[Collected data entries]

BEGIN

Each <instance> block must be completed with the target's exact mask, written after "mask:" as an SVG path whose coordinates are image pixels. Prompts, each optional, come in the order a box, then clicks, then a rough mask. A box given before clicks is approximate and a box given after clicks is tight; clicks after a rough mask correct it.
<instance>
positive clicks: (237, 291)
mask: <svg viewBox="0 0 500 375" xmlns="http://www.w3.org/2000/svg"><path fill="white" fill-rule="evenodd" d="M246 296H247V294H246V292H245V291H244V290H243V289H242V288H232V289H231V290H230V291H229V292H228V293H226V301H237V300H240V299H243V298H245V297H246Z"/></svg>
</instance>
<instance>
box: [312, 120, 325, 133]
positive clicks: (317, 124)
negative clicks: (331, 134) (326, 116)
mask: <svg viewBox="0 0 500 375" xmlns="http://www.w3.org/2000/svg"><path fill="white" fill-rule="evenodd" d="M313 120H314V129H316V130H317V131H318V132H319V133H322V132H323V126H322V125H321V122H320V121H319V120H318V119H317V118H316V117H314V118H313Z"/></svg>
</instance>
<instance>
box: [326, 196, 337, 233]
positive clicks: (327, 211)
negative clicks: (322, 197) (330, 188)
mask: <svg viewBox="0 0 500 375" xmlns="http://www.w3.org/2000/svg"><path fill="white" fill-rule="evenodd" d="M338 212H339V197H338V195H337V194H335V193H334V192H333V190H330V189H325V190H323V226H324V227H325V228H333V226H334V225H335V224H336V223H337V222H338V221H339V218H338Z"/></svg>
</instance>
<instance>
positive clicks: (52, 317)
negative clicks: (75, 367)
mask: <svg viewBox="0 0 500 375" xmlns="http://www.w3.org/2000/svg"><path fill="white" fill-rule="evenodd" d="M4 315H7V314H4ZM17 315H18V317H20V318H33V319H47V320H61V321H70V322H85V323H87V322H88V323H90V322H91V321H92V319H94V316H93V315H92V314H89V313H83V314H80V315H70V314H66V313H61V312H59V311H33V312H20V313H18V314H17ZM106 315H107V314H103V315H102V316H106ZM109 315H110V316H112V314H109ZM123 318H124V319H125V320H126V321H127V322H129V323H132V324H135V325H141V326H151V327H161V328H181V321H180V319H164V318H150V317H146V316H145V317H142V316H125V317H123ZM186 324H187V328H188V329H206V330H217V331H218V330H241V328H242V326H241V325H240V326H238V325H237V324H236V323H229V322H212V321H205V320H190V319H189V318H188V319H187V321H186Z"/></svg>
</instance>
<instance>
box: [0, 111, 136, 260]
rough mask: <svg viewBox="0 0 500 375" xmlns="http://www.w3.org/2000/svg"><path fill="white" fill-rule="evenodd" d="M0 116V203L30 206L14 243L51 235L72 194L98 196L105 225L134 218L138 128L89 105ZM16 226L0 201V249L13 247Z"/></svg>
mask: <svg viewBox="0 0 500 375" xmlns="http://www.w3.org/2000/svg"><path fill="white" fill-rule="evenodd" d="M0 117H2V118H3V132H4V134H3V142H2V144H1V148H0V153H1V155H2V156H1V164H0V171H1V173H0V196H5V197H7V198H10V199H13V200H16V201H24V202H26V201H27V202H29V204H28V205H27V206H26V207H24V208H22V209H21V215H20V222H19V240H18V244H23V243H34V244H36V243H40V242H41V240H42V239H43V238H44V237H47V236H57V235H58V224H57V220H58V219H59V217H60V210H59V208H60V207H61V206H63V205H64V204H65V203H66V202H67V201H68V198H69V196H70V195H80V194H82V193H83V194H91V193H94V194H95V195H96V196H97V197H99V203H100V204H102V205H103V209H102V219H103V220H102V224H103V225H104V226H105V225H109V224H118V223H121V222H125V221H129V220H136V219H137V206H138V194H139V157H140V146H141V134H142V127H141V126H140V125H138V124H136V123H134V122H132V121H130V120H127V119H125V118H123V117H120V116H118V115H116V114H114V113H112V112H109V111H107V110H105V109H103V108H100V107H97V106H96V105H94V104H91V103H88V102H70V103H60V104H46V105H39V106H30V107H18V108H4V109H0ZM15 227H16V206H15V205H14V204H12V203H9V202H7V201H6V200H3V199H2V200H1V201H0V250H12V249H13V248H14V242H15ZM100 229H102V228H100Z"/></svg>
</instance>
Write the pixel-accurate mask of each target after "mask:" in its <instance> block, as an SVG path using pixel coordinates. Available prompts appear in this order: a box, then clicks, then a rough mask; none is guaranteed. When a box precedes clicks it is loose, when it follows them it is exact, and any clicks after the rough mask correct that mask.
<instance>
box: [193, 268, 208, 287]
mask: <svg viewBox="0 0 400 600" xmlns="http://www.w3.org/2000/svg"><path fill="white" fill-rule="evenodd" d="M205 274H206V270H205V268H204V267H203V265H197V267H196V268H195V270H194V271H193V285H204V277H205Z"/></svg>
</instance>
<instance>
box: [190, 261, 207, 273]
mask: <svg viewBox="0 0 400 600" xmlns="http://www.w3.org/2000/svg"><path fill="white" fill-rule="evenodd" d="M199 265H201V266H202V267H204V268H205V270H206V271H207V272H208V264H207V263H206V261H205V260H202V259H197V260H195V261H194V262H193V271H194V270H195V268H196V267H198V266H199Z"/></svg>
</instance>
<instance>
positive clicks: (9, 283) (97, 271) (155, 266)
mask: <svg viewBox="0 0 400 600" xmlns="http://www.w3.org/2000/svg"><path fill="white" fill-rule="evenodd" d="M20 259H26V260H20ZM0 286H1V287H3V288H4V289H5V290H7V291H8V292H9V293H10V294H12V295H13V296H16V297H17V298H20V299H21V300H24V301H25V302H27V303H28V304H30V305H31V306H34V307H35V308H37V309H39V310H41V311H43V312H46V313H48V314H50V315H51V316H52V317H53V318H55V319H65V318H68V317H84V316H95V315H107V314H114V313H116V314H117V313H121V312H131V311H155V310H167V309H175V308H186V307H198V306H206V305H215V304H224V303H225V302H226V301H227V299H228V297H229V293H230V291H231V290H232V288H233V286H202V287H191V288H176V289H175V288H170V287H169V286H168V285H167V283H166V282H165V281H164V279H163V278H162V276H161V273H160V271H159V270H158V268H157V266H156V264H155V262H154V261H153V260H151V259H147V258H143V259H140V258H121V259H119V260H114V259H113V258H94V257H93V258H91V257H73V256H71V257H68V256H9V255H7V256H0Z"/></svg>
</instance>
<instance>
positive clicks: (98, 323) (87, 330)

END

ASSIGNMENT ▸
Reproduce each record exactly as written above.

FINAL ANSWER ▸
Each <instance> block must be completed with the target's exact mask, written after "mask:" as an SVG path whose coordinates are image pixels. Prompts, each optional, come in the order a box, then clicks, then a rough mask. A box given before clicks is approximate and a box given after clicks is tight; clicks after a rough mask correct it.
<instance>
positive clicks: (237, 291)
mask: <svg viewBox="0 0 500 375" xmlns="http://www.w3.org/2000/svg"><path fill="white" fill-rule="evenodd" d="M246 296H247V294H246V292H245V291H244V290H243V289H242V288H232V289H231V290H230V291H229V292H228V293H226V301H237V300H240V299H243V298H245V297H246Z"/></svg>
</instance>
<instance>
box: [312, 120, 325, 133]
positive clicks: (317, 124)
negative clicks: (331, 134) (326, 116)
mask: <svg viewBox="0 0 500 375" xmlns="http://www.w3.org/2000/svg"><path fill="white" fill-rule="evenodd" d="M313 120H314V129H316V130H317V131H318V132H319V133H322V132H323V126H322V125H321V122H320V121H319V120H318V119H317V118H316V117H314V118H313Z"/></svg>
</instance>
<instance>
box: [326, 196, 337, 233]
positive clicks: (327, 211)
negative clicks: (322, 197) (330, 188)
mask: <svg viewBox="0 0 500 375" xmlns="http://www.w3.org/2000/svg"><path fill="white" fill-rule="evenodd" d="M338 212H339V197H338V195H337V194H335V193H334V192H333V190H330V189H325V190H323V226H324V227H325V228H333V226H334V225H335V224H336V223H337V222H338V221H339V218H338Z"/></svg>
</instance>
<instance>
positive clicks: (52, 317)
negative clicks: (75, 367)
mask: <svg viewBox="0 0 500 375" xmlns="http://www.w3.org/2000/svg"><path fill="white" fill-rule="evenodd" d="M4 315H7V314H4ZM17 315H18V317H20V318H33V319H47V320H61V321H70V322H85V323H87V322H88V323H90V322H91V321H92V319H94V316H93V315H92V314H89V313H83V314H80V315H70V314H66V313H61V312H59V311H33V312H20V313H18V314H17ZM106 315H107V314H103V315H102V316H106ZM109 315H110V316H112V314H109ZM123 318H124V319H125V320H126V321H127V322H129V323H132V324H135V325H141V326H151V327H161V328H181V321H180V319H164V318H150V317H146V316H145V317H142V316H125V317H123ZM186 324H187V328H188V329H206V330H217V331H218V330H241V328H242V326H241V325H240V326H238V325H237V324H236V323H229V322H212V321H205V320H190V319H189V318H188V319H187V321H186Z"/></svg>
</instance>
<instance>
box: [0, 111, 136, 260]
rough mask: <svg viewBox="0 0 500 375" xmlns="http://www.w3.org/2000/svg"><path fill="white" fill-rule="evenodd" d="M0 116V203L30 206L14 243L51 235L72 194L98 196L105 225L134 218L138 128L89 105ZM16 226L0 201V249L13 247Z"/></svg>
mask: <svg viewBox="0 0 500 375" xmlns="http://www.w3.org/2000/svg"><path fill="white" fill-rule="evenodd" d="M0 117H2V118H3V132H4V134H3V142H2V144H1V148H0V153H1V155H2V156H1V164H0V171H1V173H0V196H5V197H7V198H10V199H13V200H16V201H24V202H26V201H27V202H29V204H28V205H27V206H26V207H24V208H22V209H21V215H20V222H19V240H18V244H23V243H34V244H36V243H40V242H41V240H42V239H43V238H44V237H47V236H57V235H58V224H57V220H58V219H59V217H60V210H59V208H60V207H61V206H63V205H64V204H65V203H66V202H67V201H68V198H69V196H70V195H80V194H82V193H83V194H91V193H94V194H95V195H96V196H97V197H99V203H100V204H102V205H103V209H102V219H103V220H102V224H103V225H104V226H105V225H109V224H118V223H121V222H125V221H129V220H136V219H137V206H138V194H139V157H140V146H141V134H142V127H141V126H140V125H138V124H136V123H134V122H132V121H130V120H127V119H125V118H123V117H120V116H118V115H116V114H114V113H112V112H109V111H107V110H105V109H103V108H100V107H97V106H96V105H94V104H91V103H88V102H70V103H60V104H46V105H39V106H30V107H18V108H4V109H0ZM15 227H16V206H15V205H14V204H12V203H9V202H7V201H6V200H3V199H2V200H1V201H0V250H12V249H13V248H14V242H15ZM100 229H102V228H100Z"/></svg>
</instance>
Write the pixel-accurate mask of each target after "mask:" in its <instance> block, as an SVG path using pixel coordinates. Available prompts appear in this order: a box, then clicks, then a rough mask; none is guaranteed. When a box precedes clicks it is loose, when it follows them it is exact, and any clicks after the rough mask correct that mask.
<instance>
box: [193, 268, 208, 287]
mask: <svg viewBox="0 0 400 600" xmlns="http://www.w3.org/2000/svg"><path fill="white" fill-rule="evenodd" d="M205 274H206V270H205V268H204V267H203V265H197V267H196V268H195V270H194V271H193V285H204V277H205Z"/></svg>
</instance>
<instance>
box: [190, 261, 207, 273]
mask: <svg viewBox="0 0 400 600" xmlns="http://www.w3.org/2000/svg"><path fill="white" fill-rule="evenodd" d="M199 265H201V266H202V267H204V268H205V270H206V271H207V272H208V264H207V263H206V261H205V260H202V259H197V260H195V261H194V262H193V271H194V270H195V268H196V267H198V266H199Z"/></svg>
</instance>
<instance>
positive clicks: (9, 283) (97, 271) (155, 266)
mask: <svg viewBox="0 0 400 600" xmlns="http://www.w3.org/2000/svg"><path fill="white" fill-rule="evenodd" d="M20 259H26V260H20ZM0 286H1V287H3V288H4V289H5V290H7V291H8V292H9V293H10V294H12V295H13V296H16V297H17V298H20V299H21V300H24V301H25V302H27V303H28V304H30V305H31V306H34V307H35V308H37V309H39V310H41V311H43V312H46V313H48V314H50V315H51V316H52V317H53V318H55V319H65V318H68V317H84V316H95V315H107V314H114V313H116V314H117V313H121V312H131V311H155V310H167V309H175V308H186V307H198V306H206V305H215V304H224V303H225V302H226V301H227V299H228V297H229V293H230V291H231V290H232V288H233V286H202V287H191V288H176V289H175V288H170V287H169V286H168V285H167V283H166V282H165V281H164V279H163V278H162V276H161V273H160V271H159V270H158V268H157V266H156V264H155V262H154V261H153V260H151V259H147V258H143V259H140V258H121V259H119V260H114V259H113V258H94V257H93V258H91V257H73V256H71V257H68V256H9V255H7V256H0Z"/></svg>
</instance>
<instance>
positive clicks: (98, 323) (87, 330)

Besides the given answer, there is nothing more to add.